BEGIN Given text

37. Notwithstanding the Appellant's claim that he has reached a fundamental decision to convert to Christianity, his reasons for doing so are particularly vague. He says that he became interested in Christianity before he met the girl in the bazaar. He states that it is a religion free of violence and hatred, but when asked at interview on several occasions how he became aware of Christianity his initial responses failed to answer the question. It was only after several attempts to extract an answer did the Appellant vaguely claimed that he became interested in Christianity because he had seen many Christian people in Iran wearing crosses and looking peaceful - see [B12]. This is fanciful to say the least.

38. The Appellant accepts through Mr O'Ryan that his knowledge of the Christian faith is limited. The Appellant's knowledge was tested during the asylum interview where he was asked questions about Christianity. While the Appellant was able to answer some basic questions his level of knowledge was not indicative of someone had been interested in the faith for several years.

39. I have included in my consideration an assessment of the two photographs taken of the Appellant in attendance at a church service and a third of him standing next to a priest, but they are of little to no probative value. While they purport to show the Appellant had been in attendance at a service, I do not accept that they are evidence of his interest in Christianity and neither are the copies of church notices and literature. I am satisfied in the context of the evidence overall that the photographs/church materials (which the Appellant cannot read) have been produced solely to bolster a false claim."

Authorities quoted (my underlining)

8. JA states in [24]

"In the absence of a statutory provision of the kind to be found in section 78 of the Police and Criminal Evidence Act 1984, I do not think that in proceedings of this kind the tribunal has the power to exclude relevant evidence. It does, however, have an obligation to consider with care how much weight is to be attached to it, having regard to the circumstances in which it came into existence. That is particularly important when considering the significance to be attached to answers given in the course of an interview and recorded only by the person asking questions on behalf of the Secretary of State. Such evidence may be entirely reliable, but there is obviously room for mistakes and misunderstandings, even when the person being questioned speaks English fluently. The possibility of error becomes greater when the person being interviewed requires the services of an interpreter, particularly if the interpreter is not physically present. It becomes greater still if the person being interviewed is vulnerable by reason of age or infirmity. The written word acquires a degree of certainty which the spoken word may not command. The "anxious scrutiny" which all claimants for asylum are entitled to expect begins with a careful consideration of the weight that should properly be attached to answers given in their interviews. In the present case the decision-maker would need to bear in mind the age and background of the applicant, his limited command of English and the circumstances under which the initial interview and screening interview took place."

END Given text
BEGIN Data for this task

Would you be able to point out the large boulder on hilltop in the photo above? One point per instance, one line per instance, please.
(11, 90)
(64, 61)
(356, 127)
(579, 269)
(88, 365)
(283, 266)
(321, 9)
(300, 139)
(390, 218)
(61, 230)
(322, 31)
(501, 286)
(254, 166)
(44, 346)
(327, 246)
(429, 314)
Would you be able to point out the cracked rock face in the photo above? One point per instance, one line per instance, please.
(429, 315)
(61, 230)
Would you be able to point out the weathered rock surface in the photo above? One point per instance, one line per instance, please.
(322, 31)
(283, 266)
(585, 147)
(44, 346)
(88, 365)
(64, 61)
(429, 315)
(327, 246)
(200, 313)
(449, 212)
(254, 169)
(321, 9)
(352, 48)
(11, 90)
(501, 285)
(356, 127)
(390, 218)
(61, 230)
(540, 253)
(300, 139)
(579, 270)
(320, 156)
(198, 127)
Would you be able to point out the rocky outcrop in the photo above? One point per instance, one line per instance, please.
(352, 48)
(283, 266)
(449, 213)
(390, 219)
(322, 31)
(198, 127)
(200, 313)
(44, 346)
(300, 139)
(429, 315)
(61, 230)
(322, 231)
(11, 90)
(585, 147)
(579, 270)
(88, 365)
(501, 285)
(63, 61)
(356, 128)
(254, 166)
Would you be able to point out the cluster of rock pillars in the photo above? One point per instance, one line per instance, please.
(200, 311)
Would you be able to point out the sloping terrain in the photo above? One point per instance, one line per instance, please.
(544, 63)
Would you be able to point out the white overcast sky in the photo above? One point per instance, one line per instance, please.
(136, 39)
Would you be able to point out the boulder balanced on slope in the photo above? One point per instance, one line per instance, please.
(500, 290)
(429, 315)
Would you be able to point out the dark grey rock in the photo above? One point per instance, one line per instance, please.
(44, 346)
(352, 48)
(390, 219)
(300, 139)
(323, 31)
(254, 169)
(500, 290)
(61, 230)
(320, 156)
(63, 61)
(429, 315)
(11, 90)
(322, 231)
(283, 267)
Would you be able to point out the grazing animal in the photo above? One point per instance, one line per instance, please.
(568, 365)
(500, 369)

END Data for this task
BEGIN Data for this task

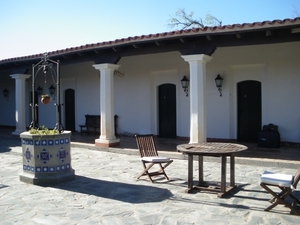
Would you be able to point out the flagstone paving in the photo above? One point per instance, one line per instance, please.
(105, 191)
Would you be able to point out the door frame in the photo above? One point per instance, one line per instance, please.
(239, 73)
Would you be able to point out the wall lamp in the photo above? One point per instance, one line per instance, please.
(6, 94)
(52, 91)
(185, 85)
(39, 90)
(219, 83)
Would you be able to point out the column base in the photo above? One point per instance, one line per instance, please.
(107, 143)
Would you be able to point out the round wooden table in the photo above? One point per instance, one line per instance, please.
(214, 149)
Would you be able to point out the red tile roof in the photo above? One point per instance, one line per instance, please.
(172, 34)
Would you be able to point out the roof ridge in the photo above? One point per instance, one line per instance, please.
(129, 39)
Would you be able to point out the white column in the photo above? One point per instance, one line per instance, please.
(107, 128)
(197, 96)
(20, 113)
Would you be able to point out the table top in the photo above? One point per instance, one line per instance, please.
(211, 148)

END Data for this task

## [Challenge A]
Find every line in the records that contains the word "table" and copy those lines.
## [Challenge B]
Continue the asylum appeal text from the point where it ends.
The text and the records are unrelated to each other.

## [Exercise answer A]
Would you be able to point out the round wooden table in the photo above? One point per instance, one line per instance, please.
Would you be able to point out the table top in the photo above? One point per instance, one line per instance, please.

## [Exercise answer B]
9. YL states at [19]

"When a person seeks asylum in the United Kingdom he is usually made the subject of a 'screening interview' (called, perhaps rather confusingly a "Statement of Evidence Form -SEF Screening-). The purpose of that is to establish the general nature of the claimant's case so that the Home Office official can decide how best to process it. It is concerned with the country of origin, means of travel, circumstances of arrival in the United Kingdom, preferred language and other matters that might help the Secretary of State understand the case. Asylum seekers are still expected to tell the truth and answers given in screening interviews can be compared fairly with answers given later. However, it has to be remembered that a screening interview is not done to establish in detail the reasons a person gives to support her claim for asylum. It would not normally be appropriate for the Secretary of State to ask supplementary questions or to entertain elaborate answers and an inaccurate summary by an interviewing officer at that stage would be excusable. Further the screening interview may well be conducted when the asylum seeker is tired after a long journey. These things have to be considered when any inconsistencies between the screening interview and the later case are evaluated."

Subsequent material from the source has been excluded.